» **Do this**
Carry on the perceptron convergence proof below from the point where it stops.

» **Text section**
===
Assume that the hyperplane with parameters \hat{\mathbf{w}}_{t} made the tth mistake on the instance (\hat{\mathbf{x}}, y). Then according to the update rule in the perceptron learning algorithm, we have that
\hat{\mathbf{w}}_{t + 1} = \hat{\mathbf{w}}_{t} + y \hat{\mathbf{x}}.
If we multiple both sides with \hat{\mathbf{w}}^{*}, we have
\begin{aligned}
\hat{\mathbf{w}}^{T}_{t + 1} \hat{\mathbf{w}}^{*}
& = (\hat{\mathbf{w}}_{t} + y \hat{\mathbf{x}})^{T} \hat{\mathbf{w}}^{*}
\\
& = \hat{\mathbf{w}}^{T}_{t} \hat{\mathbf{w}}^{*} + y \hat{\mathbf{x}}^{T} \hat{\mathbf{w}}^{*}.
\end{aligned}
Note that the last item $in the above equation y \hat{\mathbf{x}}^{T} \hat{\mathbf{w}}^{*} is the margin of the instance \hat{\mathbf{x}}. Since we have assumed that the margin of the hyperplane is \gamma, we have y \hat{\mathbf{x}}^{T} \hat{\mathbf{w}}^{*} \geq \gamma, so
\begin{aligned}
\hat{\mathbf{w}}^{T}_{t + 1} \hat{\mathbf{w}}^{*}
& = \hat{\mathbf{w}}^{T}_{t} \hat{\mathbf{w}}^{*} + y \hat{\mathbf{x}}^{T} \hat{\mathbf{w}}^{*}
\\
& \geq \hat{\mathbf{w}}^{T}_{t} \hat{\mathbf{w}}^{*} + \gamma.
===
» **Given material**

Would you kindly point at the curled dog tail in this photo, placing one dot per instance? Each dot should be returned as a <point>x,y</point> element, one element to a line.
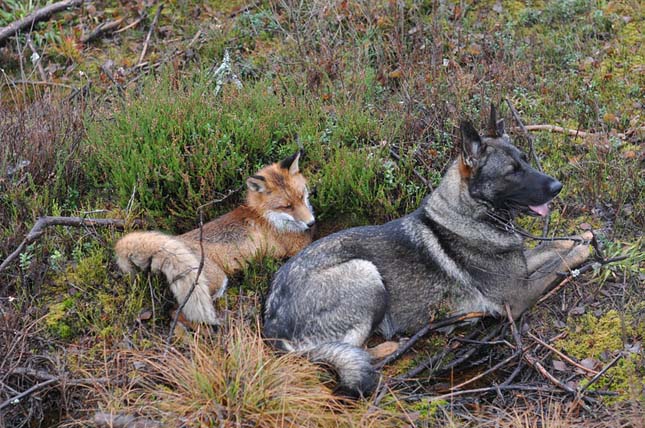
<point>178,262</point>
<point>352,364</point>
===
» **Reply**
\end{aligned}
We can apply the above reasoning to \hat{\mathbf{w}}^{T}_{t} \hat{\mathbf{w}}^{*} and by the proof of induction we have
\begin{aligned}
\hat{\mathbf{w}}^{T}_{t + 1} \hat{\mathbf{w}}^{*}
& \geq \hat{\mathbf{w}}^{T}_{t} \hat{\mathbf{w}}^{*} + \gamma
\\
& \geq \hat{\mathbf{w}}^{T}_{t - 1} \hat{\mathbf{w}}^{*} + \gamma + \gamma
\\
& \geq \dots
\\
& \geq \hat{\mathbf{w}}^{T}_{0} \hat{\mathbf{w}}^{*} + t \gamma
\\
& \geq t \gamma
& [\hat{\mathbf{w}}_{0} = 0].
\end{aligned}
Because of Cauchy-Schwarz inequality, which states that
\lVert \mathbf{u} \rVert \lVert \mathbf{v} \rVert \geq \mathbf{u}^{T} \mathbf{v}
for all vectors \mathbf{u} and \mathbf{v}, we have
\begin{aligned}
\lVert \hat{\mathbf{w}}_{t + 1} \rVert \lVert \hat{\mathbf{w}}^{*} \rVert
& \geq \hat{\mathbf{w}}^{T}_{t + 1} \hat{\mathbf{w}}^{*}
\\
\lVert \hat{\mathbf{w}}_{t + 1} \rVert
& \geq \hat{\mathbf{w}}^{T}_{t + 1} \hat{\mathbf{w}}^{*}
& [\lVert \hat{\mathbf{w}}^{*} \rVert = 1]
\\
& \geq t \gamma.
\end{aligned}
Next, we can upper bound \lVert \hat{\mathbf{w}}_{t + 1} \rVert by considering again
\hat{\mathbf{w}}_{t + 1} = \hat{\mathbf{w}}_{t} + y \hat{\mathbf{x}}.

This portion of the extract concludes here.